[[ Material for the task open ]]

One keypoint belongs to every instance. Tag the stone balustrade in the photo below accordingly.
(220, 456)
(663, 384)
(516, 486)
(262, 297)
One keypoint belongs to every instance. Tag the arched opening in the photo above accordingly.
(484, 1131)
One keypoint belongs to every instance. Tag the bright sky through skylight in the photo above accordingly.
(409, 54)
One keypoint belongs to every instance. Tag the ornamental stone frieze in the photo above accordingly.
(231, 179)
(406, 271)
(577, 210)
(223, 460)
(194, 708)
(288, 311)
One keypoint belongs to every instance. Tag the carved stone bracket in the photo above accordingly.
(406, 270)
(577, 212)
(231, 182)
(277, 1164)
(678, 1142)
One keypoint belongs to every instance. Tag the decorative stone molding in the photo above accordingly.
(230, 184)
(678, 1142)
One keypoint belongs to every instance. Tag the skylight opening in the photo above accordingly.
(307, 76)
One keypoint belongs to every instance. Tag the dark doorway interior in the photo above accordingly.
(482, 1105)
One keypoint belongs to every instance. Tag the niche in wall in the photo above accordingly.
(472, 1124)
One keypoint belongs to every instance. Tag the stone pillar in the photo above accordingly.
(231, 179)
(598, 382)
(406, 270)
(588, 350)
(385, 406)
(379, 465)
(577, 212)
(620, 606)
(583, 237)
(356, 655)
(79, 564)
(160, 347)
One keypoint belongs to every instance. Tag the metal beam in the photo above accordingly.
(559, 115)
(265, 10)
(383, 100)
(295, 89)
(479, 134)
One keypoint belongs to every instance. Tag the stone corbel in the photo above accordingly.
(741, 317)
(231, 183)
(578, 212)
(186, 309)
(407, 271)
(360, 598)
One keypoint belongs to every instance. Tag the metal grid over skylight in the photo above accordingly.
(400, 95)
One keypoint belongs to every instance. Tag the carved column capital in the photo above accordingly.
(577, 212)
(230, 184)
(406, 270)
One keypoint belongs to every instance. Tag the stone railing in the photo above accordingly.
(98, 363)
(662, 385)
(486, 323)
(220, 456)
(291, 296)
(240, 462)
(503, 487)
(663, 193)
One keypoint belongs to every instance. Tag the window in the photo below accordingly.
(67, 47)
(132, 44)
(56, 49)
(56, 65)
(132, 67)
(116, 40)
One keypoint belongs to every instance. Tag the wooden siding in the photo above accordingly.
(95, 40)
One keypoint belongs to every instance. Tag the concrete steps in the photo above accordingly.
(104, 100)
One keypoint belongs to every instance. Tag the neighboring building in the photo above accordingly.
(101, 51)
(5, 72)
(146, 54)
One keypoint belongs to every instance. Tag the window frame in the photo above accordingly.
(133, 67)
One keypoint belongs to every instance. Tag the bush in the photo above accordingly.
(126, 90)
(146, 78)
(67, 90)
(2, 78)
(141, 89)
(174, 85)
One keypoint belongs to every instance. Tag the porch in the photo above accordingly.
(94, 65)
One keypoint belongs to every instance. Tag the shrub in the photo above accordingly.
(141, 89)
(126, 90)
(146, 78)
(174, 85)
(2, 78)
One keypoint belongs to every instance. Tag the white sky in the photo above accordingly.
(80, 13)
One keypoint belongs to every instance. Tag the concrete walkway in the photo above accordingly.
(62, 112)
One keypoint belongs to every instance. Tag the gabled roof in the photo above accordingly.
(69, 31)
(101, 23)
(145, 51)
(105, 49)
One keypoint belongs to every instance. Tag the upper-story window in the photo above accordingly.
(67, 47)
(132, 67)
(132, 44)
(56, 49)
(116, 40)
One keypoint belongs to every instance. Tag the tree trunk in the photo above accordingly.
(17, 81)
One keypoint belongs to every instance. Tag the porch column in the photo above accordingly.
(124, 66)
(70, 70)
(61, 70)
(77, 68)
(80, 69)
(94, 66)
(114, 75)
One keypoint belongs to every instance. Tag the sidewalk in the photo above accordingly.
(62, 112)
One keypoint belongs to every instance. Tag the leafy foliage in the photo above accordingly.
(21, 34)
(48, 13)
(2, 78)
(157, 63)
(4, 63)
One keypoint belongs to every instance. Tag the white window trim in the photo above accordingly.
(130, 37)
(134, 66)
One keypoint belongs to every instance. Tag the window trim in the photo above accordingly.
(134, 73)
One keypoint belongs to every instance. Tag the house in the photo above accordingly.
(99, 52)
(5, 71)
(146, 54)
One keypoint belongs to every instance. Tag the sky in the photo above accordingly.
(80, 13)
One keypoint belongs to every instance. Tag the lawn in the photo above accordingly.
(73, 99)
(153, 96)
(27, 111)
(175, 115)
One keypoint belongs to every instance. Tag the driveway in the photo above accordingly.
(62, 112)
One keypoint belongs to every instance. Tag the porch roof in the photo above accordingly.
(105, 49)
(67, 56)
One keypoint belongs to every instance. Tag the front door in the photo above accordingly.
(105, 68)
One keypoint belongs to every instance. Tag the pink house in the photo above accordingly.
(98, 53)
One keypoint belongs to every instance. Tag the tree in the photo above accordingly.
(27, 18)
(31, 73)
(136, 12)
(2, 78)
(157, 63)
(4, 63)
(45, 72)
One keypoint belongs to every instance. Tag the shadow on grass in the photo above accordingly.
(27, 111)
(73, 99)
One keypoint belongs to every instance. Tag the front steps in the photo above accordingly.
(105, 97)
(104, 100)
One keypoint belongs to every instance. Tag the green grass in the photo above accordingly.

[[ Material for the task closed ]]

Assigned task -
From the first line to the last, return the data above exactly.

Answer -
One keypoint belongs to every instance. Tag the stone balustrade in the photo below accordingly.
(220, 456)
(663, 384)
(516, 486)
(262, 297)
One keypoint belongs to every instance. Tag the arched opening in the photo above accordingly.
(484, 1131)
One keypoint belongs to every instance. Tag the bright sky through skylight in the photo above accordingly.
(409, 54)
One keypoint belongs to every instance. Tag the ornamental stone frieze in the photo above accordingly.
(231, 179)
(406, 271)
(577, 210)
(223, 460)
(194, 708)
(288, 311)
One keypoint belongs to every instance. Tag the carved stone bracket in the photo above accordingly.
(406, 270)
(577, 212)
(231, 182)
(277, 1164)
(678, 1142)
One keypoint belongs to every instance. Tag the decorative stone molding in the photo above accordingly.
(230, 184)
(678, 1142)
One keypoint belongs to every instance. Tag the skylight opening in the photo above accordingly.
(307, 76)
One keypoint belongs to every instance. Tag the dark doorway interior in the photo above accordingly.
(482, 1105)
One keypoint belongs to every instance. Tag the niche in wall in the photo above accordingly.
(472, 1124)
One keypoint belongs to every instance. Tag the stone pillar in the photo above accordingly.
(231, 179)
(598, 382)
(406, 270)
(588, 350)
(385, 406)
(379, 465)
(577, 212)
(620, 606)
(583, 237)
(356, 655)
(79, 564)
(160, 347)
One keypoint belongs to every instance. Tag the metal beam in the photo above accordingly.
(559, 115)
(265, 10)
(383, 100)
(295, 89)
(479, 134)
One keypoint belongs to every instance. Tag the stone corbel in the photo above accordingly.
(741, 317)
(231, 183)
(578, 212)
(186, 309)
(407, 271)
(360, 598)
One keypoint belongs to every instance. Tag the metal grid over skylight in the photo above accordingly.
(400, 95)
One keypoint belongs to every instance. Tag the carved column capital in the photo above accordingly.
(577, 212)
(230, 184)
(406, 270)
One keypoint belongs to every instance. Tag the stone railing in the photo above accordingly.
(98, 363)
(662, 385)
(486, 323)
(220, 456)
(291, 296)
(240, 462)
(503, 487)
(663, 193)
One keypoint belongs to every instance. Tag the window in the photo below accordingly.
(67, 47)
(132, 44)
(56, 49)
(56, 65)
(132, 67)
(116, 40)
One keypoint belongs to every instance. Tag the wooden siding in the photo above accordingly.
(95, 40)
One keypoint belongs to every instance. Tag the concrete steps in the photo above accordingly.
(104, 100)
One keypoint belongs to every instance. Tag the neighboring building in the photo above accordingly.
(101, 51)
(5, 72)
(146, 54)
One keypoint belongs to every instance. Tag the window frame in the photo above accordingly.
(133, 67)
One keypoint belongs to every instance. Tag the bush in the photo above accordingly.
(126, 90)
(146, 78)
(67, 90)
(2, 78)
(141, 89)
(174, 85)
One keypoint belongs to every instance. Tag the porch in the photo above accordingly.
(94, 65)
One keypoint belongs to every instance. Tag the shrub in the photo above accordingly.
(141, 89)
(126, 90)
(146, 78)
(174, 85)
(2, 78)
One keypoint belongs to every instance. Tag the white sky in the photo above accordingly.
(80, 13)
One keypoint belongs to every instance. Tag the concrete walkway in the photo above accordingly.
(62, 112)
One keypoint belongs to every instance. Tag the gabled roof in the photo above accordingly.
(69, 31)
(101, 23)
(145, 51)
(105, 49)
One keypoint belongs to every instance. Tag the upper-story window in the photo above accordingly.
(67, 47)
(132, 67)
(132, 44)
(56, 49)
(116, 40)
One keypoint belongs to every instance. Tag the tree trunk in the photo above accordingly.
(17, 81)
One keypoint belongs to every instance. Tag the porch column in the photo above accordingly.
(124, 66)
(70, 70)
(61, 70)
(77, 68)
(80, 69)
(94, 66)
(114, 75)
One keypoint belongs to every instance. Tag the sidewalk in the photo above accordingly.
(62, 112)
One keypoint belongs to every instance. Tag the leafy foliage in the photo above accordingly.
(21, 34)
(48, 13)
(2, 78)
(157, 63)
(4, 63)
One keypoint belongs to every instance. Tag the white window trim in the photo above accordingly.
(130, 37)
(134, 66)
One keypoint belongs to every instance. Tag the window trim in the photo above accordingly.
(134, 73)
One keypoint belongs to every instance. Tag the house in the photo above accordingly.
(99, 52)
(5, 71)
(146, 54)
One keypoint belongs to every instance. Tag the sky in the photo above accordingly.
(80, 13)
One keypoint belongs to every instance. Tag the lawn in the photo above accordingly.
(73, 99)
(153, 96)
(27, 111)
(175, 115)
One keypoint belongs to every instance. Tag the driveway in the photo above accordingly.
(62, 112)
One keypoint belongs to every instance. Tag the porch roof in the photo above accordingly.
(105, 49)
(67, 56)
One keypoint belongs to every instance. Tag the front door in the photo above accordingly.
(105, 68)
One keypoint belongs to every instance. Tag the pink house in the photo above accordingly.
(98, 53)
One keypoint belongs to every instance. Tag the tree in the photo above accordingly.
(27, 18)
(31, 73)
(136, 12)
(2, 78)
(157, 63)
(4, 63)
(45, 72)
One keypoint belongs to every instance. Tag the shadow on grass in the photo above accordingly.
(27, 111)
(73, 99)
One keypoint belongs to every instance. Tag the front steps in the photo above accordingly.
(105, 97)
(104, 100)
One keypoint belongs to every instance. Tag the green grass in the photo above accordingly.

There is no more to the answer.